### THE TASK
From the entries below, reproduce exactly the line containing "positive clicks: (749, 312) (749, 291)", the line containing "250L1184 246L1188 266L1174", and every line in between, with nothing added.

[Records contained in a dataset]
* * * * *

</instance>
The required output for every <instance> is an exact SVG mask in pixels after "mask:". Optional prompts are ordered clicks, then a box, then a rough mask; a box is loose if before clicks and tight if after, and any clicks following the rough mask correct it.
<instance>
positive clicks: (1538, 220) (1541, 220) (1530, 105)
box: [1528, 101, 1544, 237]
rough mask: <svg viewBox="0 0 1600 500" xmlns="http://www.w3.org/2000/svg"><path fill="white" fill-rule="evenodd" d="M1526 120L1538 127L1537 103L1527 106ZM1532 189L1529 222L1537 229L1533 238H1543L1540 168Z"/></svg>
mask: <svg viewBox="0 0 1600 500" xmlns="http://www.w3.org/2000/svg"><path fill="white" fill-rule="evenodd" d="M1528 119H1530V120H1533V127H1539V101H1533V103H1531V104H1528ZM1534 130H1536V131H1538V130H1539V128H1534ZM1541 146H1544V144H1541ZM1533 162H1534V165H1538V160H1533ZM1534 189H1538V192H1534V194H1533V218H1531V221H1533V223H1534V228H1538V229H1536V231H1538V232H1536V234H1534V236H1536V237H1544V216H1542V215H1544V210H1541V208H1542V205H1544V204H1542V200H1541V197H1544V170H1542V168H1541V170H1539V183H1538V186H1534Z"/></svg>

* * * * *

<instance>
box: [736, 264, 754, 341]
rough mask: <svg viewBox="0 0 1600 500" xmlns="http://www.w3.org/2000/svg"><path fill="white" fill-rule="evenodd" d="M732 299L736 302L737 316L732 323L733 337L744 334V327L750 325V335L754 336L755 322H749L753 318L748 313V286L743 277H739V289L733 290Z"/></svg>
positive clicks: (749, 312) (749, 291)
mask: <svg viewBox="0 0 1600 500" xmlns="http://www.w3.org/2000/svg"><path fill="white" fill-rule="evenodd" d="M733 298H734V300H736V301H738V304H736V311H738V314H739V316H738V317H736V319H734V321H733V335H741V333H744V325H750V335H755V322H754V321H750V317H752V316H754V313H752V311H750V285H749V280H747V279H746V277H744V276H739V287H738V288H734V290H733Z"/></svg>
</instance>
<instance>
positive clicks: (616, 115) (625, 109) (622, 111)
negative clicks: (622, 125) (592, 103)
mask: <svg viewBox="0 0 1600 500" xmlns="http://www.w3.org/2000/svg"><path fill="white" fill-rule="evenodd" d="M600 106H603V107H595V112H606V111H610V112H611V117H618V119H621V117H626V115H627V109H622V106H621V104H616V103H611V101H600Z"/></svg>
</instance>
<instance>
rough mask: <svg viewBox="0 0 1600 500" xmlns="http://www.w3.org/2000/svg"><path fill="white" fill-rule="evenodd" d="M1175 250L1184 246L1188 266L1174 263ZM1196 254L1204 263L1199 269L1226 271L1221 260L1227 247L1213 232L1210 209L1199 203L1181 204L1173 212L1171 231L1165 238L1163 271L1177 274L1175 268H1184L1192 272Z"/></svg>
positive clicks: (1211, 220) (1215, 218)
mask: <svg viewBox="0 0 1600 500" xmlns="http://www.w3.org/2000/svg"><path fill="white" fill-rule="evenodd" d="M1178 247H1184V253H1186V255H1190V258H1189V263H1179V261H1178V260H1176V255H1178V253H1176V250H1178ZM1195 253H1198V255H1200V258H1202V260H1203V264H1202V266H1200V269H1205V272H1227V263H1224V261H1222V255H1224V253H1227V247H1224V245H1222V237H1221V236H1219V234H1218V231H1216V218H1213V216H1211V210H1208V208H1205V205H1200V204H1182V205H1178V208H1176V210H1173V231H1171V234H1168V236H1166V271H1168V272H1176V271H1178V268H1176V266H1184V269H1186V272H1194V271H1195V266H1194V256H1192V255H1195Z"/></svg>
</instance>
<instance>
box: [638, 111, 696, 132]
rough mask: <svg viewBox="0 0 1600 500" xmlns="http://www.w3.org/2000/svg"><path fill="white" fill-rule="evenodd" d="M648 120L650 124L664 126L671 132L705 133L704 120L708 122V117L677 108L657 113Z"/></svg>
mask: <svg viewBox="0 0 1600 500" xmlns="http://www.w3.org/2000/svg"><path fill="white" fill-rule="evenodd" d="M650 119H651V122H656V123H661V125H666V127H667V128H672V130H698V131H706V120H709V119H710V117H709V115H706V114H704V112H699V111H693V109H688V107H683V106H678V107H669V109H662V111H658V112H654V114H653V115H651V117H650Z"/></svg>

* * * * *

### RESPONSE
positive clicks: (749, 312) (749, 291)
mask: <svg viewBox="0 0 1600 500" xmlns="http://www.w3.org/2000/svg"><path fill="white" fill-rule="evenodd" d="M733 298H734V300H736V301H738V304H736V311H738V314H739V316H738V317H736V319H734V321H733V335H741V333H744V325H750V335H755V322H754V321H750V317H752V316H754V313H752V311H750V285H749V280H747V279H746V277H744V276H739V287H738V288H734V290H733Z"/></svg>
</instance>
<instance>
positive clicks: (616, 115) (625, 109) (622, 111)
negative clicks: (622, 125) (592, 103)
mask: <svg viewBox="0 0 1600 500" xmlns="http://www.w3.org/2000/svg"><path fill="white" fill-rule="evenodd" d="M600 106H603V107H595V112H606V111H610V112H611V117H618V119H621V117H626V115H627V109H622V106H621V104H616V103H611V101H600Z"/></svg>
</instance>
<instance>
rough mask: <svg viewBox="0 0 1600 500" xmlns="http://www.w3.org/2000/svg"><path fill="white" fill-rule="evenodd" d="M1175 250L1184 246L1188 266L1174 263ZM1196 254L1204 263L1199 269L1226 271L1221 260L1227 247L1213 232L1210 209L1199 203L1181 204L1173 212L1171 231L1165 238L1163 271L1177 274L1175 268H1184L1192 272Z"/></svg>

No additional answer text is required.